REQUIRED WORK:
Below are two blocks of items. List every line in them that contains the string "flag", treating case as significant.

(Dataset rows about where objects appear)
_ _ _ _ _ _ _

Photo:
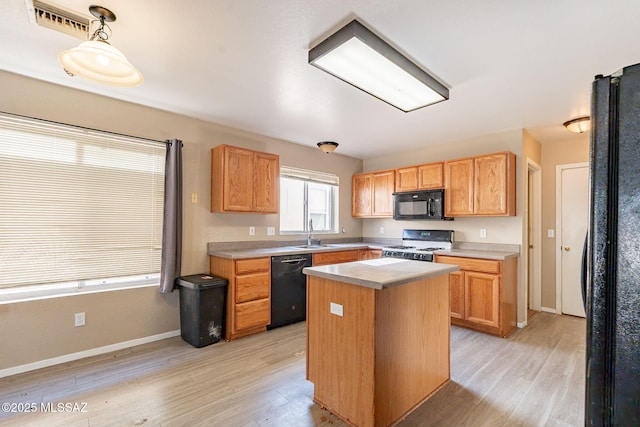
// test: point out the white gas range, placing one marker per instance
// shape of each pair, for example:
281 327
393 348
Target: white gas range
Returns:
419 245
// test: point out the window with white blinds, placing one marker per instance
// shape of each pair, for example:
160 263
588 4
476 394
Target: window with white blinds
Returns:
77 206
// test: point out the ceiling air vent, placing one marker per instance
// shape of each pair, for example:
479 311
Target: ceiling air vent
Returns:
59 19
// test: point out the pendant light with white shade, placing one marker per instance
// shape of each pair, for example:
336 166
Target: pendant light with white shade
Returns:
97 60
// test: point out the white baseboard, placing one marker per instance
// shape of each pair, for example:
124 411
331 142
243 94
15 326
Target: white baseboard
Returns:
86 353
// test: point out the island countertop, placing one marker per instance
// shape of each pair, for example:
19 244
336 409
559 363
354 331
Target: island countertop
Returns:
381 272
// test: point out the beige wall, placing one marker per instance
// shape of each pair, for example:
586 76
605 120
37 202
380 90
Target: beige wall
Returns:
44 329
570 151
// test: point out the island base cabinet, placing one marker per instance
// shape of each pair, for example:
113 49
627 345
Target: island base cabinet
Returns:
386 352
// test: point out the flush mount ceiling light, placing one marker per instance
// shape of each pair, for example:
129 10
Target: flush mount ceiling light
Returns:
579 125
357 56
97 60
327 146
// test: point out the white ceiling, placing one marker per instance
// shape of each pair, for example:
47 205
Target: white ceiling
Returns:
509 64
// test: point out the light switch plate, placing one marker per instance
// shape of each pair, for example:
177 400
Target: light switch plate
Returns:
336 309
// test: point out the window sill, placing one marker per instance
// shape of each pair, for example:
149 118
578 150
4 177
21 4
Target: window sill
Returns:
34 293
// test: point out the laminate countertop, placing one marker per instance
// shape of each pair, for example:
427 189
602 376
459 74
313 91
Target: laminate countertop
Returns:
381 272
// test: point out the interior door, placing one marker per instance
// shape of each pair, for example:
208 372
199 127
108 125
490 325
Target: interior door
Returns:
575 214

_ _ _ _ _ _ _

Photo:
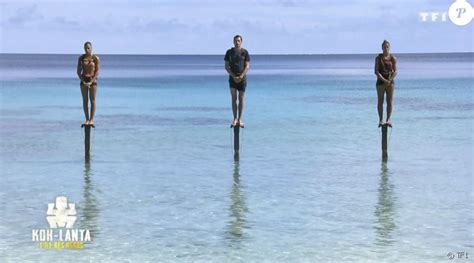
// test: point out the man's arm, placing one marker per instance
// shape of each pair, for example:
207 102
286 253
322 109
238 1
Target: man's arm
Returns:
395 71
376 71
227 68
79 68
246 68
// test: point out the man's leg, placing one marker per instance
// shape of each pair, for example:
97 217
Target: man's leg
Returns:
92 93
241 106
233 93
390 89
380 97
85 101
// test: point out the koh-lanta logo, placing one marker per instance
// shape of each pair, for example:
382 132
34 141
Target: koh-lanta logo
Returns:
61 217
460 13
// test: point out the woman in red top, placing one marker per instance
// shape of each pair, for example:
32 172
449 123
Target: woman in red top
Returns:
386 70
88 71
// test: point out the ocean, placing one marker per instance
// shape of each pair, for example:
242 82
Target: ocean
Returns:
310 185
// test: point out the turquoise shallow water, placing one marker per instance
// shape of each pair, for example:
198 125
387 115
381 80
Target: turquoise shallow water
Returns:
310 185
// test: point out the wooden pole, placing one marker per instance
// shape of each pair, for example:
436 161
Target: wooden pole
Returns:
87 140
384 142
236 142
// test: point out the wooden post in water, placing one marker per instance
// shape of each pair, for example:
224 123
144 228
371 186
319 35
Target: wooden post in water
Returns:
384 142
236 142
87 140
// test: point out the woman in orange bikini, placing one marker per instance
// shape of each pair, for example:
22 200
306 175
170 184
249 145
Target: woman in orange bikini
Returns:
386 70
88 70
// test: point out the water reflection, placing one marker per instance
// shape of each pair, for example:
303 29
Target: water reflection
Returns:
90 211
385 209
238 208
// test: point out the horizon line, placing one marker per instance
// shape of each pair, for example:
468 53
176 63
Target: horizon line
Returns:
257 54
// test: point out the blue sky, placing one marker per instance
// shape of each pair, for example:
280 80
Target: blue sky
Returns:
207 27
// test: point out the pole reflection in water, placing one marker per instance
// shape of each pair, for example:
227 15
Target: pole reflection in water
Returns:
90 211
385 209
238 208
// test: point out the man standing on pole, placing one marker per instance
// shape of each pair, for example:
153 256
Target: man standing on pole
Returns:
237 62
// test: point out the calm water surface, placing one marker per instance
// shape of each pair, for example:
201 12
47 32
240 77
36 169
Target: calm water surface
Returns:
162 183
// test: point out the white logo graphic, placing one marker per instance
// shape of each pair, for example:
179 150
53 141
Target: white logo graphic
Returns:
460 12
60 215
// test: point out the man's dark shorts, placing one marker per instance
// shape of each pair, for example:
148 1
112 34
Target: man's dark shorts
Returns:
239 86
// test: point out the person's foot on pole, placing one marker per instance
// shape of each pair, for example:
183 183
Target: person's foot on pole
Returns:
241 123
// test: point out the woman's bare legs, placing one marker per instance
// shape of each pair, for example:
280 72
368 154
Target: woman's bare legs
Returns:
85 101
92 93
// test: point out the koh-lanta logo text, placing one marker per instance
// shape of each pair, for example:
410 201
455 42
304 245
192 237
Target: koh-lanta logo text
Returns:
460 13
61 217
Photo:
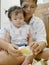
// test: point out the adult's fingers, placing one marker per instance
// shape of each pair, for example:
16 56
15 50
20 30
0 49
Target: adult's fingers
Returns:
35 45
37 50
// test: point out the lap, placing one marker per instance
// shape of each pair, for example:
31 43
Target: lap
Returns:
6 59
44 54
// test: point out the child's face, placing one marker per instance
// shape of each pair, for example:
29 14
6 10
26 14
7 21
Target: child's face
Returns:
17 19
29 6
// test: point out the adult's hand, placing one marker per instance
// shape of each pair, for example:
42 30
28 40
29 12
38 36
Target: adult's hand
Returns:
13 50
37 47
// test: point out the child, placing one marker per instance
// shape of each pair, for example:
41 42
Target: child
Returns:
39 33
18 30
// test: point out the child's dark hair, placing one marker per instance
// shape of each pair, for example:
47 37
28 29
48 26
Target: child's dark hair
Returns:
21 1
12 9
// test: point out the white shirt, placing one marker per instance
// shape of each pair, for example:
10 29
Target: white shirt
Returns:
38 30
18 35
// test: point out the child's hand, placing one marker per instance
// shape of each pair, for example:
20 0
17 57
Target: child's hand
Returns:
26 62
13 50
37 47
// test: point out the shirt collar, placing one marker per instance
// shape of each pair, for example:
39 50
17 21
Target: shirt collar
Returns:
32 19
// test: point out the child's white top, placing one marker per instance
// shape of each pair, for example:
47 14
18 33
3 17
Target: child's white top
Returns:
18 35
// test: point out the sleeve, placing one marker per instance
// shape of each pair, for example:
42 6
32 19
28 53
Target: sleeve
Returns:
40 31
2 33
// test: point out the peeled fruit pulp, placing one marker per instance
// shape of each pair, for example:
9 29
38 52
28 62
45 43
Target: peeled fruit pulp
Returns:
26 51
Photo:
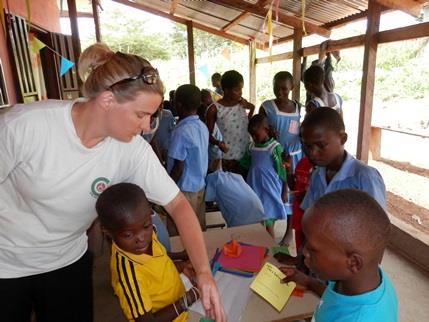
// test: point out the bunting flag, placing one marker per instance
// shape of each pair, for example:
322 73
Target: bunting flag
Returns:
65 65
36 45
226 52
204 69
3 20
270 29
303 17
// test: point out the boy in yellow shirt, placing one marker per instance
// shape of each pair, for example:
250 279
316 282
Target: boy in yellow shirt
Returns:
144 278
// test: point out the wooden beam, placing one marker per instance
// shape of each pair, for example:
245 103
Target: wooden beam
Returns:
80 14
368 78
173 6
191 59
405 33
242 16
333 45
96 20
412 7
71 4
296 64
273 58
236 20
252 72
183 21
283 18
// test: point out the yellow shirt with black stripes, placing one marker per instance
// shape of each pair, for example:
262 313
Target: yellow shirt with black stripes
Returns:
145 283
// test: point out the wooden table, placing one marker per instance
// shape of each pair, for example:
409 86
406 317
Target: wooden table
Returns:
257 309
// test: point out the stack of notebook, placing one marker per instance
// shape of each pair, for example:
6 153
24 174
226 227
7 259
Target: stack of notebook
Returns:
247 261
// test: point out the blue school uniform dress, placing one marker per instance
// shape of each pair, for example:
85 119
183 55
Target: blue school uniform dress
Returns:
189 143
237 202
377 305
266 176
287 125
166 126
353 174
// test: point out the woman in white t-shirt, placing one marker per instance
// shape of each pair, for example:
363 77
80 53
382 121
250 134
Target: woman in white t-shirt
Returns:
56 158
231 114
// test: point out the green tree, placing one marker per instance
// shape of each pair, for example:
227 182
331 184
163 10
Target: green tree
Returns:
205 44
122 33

_ _ _ _ _ _ _

EXERCISE ANSWER:
// test: point out the bunting flag, placing one marker per instance
Target: bunting flag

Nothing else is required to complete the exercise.